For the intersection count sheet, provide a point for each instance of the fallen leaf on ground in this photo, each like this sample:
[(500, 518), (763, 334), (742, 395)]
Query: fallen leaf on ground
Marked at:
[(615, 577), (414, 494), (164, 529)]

------------------------------------------------------------------------

# Directions
Please return all lines in the material above that include the word "fallen".

# Exercise output
For the intersection count sheet, provide a point for each instance of the fallen leaf on ground in this photo, each like this sample:
Query: fallen leaf on ground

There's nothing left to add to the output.